• Written request A: List every series of notes named in the Canadian Pacific tender offer announcement below.
• Written request B: Echo everything in the Canadian Pacific tender offer announcement from "May 28, 2009" down to "offer remain unchanged.".
• Written request C: According to the Canadian Pacific tender offer announcement below, when is the tender offer scheduled to expire?

• Extract provided:
May 28, 2009 Calgary, Alberta
Canadian Pacific Railway Limited (TSX/NYSE: CP) today announced the preliminary results for its previously announced tender offer for up to US$450,000,000 aggregate principal amount of its debt securities specified in the Offer to Purchase dated May 12, 2009 (the "Offer to Purchase") and announced today that it is increasing to US$475,000,000 the maximum aggregate principal amount of outstanding notes to be purchased in its offer to purchase its 6.25% Notes due 2011, 5.75% Notes due 2013 and 6.50% Notes due 2018. The full terms and conditions of the tender offer are set forth in the Offer to Purchase and related Letter of Transmittal, as amended by this press release. All other terms and conditions of the tender offer remain unchanged.
The company also announced that, according to information provided by Global Bondholder Services Corporation, the depositary and information agent for the tender offer, the approximate aggregate principal amount of the debt securities listed below were validly tendered and not validly withdrawn on or before 5:00 p.m., New York City time, on May 27, 2009. Withdrawal rights for debt securities tendered in the tender offer terminated at 5:00 p.m., New York City time, on May 27, 2009.
The amount of each series of debt securities purchased in the tender offer will be determined in accordance with the priorities and maximum tender amounts identified in the column "Acceptance Priority Level and Maximum Tender Amount" in the table below. The tender offer is scheduled to expire at 12:00 midnight, New York City time, on June 10, 2009, unless extended by the company.

• Dataset content:
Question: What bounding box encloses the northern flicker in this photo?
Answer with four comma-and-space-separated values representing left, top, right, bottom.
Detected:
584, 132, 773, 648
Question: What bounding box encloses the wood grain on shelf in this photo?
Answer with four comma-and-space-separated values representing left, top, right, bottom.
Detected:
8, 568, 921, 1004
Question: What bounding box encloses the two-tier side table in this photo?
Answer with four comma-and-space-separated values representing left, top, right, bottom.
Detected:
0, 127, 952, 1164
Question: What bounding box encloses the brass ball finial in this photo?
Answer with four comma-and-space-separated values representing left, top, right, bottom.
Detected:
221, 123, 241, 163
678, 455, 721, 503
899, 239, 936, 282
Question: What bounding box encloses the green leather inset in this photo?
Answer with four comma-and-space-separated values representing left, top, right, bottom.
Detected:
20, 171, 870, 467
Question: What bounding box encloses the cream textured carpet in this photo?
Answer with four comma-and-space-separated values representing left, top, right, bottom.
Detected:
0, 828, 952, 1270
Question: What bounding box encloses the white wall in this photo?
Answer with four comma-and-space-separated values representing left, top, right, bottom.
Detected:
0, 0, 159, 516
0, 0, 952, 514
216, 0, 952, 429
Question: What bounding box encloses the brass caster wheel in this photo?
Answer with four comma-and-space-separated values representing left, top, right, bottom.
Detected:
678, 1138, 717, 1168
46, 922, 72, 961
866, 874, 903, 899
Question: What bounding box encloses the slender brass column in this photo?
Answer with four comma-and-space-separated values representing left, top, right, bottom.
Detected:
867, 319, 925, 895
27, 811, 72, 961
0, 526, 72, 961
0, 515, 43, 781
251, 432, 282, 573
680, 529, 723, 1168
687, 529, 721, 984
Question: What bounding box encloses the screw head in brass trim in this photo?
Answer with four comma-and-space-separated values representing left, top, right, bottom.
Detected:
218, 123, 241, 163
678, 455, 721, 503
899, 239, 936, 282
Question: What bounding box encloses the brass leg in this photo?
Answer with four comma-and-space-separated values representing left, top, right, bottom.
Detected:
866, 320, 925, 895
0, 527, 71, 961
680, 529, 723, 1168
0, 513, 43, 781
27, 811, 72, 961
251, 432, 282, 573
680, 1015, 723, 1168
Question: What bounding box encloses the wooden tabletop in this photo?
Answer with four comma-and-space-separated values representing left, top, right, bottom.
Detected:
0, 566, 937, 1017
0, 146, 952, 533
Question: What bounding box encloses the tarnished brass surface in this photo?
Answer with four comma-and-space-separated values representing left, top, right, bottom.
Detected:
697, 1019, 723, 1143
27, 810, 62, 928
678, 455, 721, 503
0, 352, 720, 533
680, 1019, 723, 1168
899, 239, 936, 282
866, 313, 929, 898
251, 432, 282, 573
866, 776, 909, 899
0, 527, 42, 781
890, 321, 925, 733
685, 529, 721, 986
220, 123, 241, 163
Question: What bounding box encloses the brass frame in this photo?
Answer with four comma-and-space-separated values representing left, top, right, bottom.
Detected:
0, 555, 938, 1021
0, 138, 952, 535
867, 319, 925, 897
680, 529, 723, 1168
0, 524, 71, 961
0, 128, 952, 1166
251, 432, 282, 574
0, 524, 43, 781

• Reply A:
6.25% Notes due 2011
5.75% Notes due 2013
6.50% Notes due 2018

• Reply B:
May 28, 2009 Calgary, Alberta
Canadian Pacific Railway Limited (TSX/NYSE: CP) today announced the preliminary results for its previously announced tender offer for up to US$450,000,000 aggregate principal amount of its debt securities specified in the Offer to Purchase dated May 12, 2009 (the "Offer to Purchase") and announced today that it is increasing to US$475,000,000 the maximum aggregate principal amount of outstanding notes to be purchased in its offer to purchase its 6.25% Notes due 2011, 5.75% Notes due 2013 and 6.50% Notes due 2018. The full terms and conditions of the tender offer are set forth in the Offer to Purchase and related Letter of Transmittal, as amended by this press release. All other terms and conditions of the tender offer remain unchanged.

• Reply C: At 12:00 midnight, New York City time, on June 10, 2009, unless the company extends it.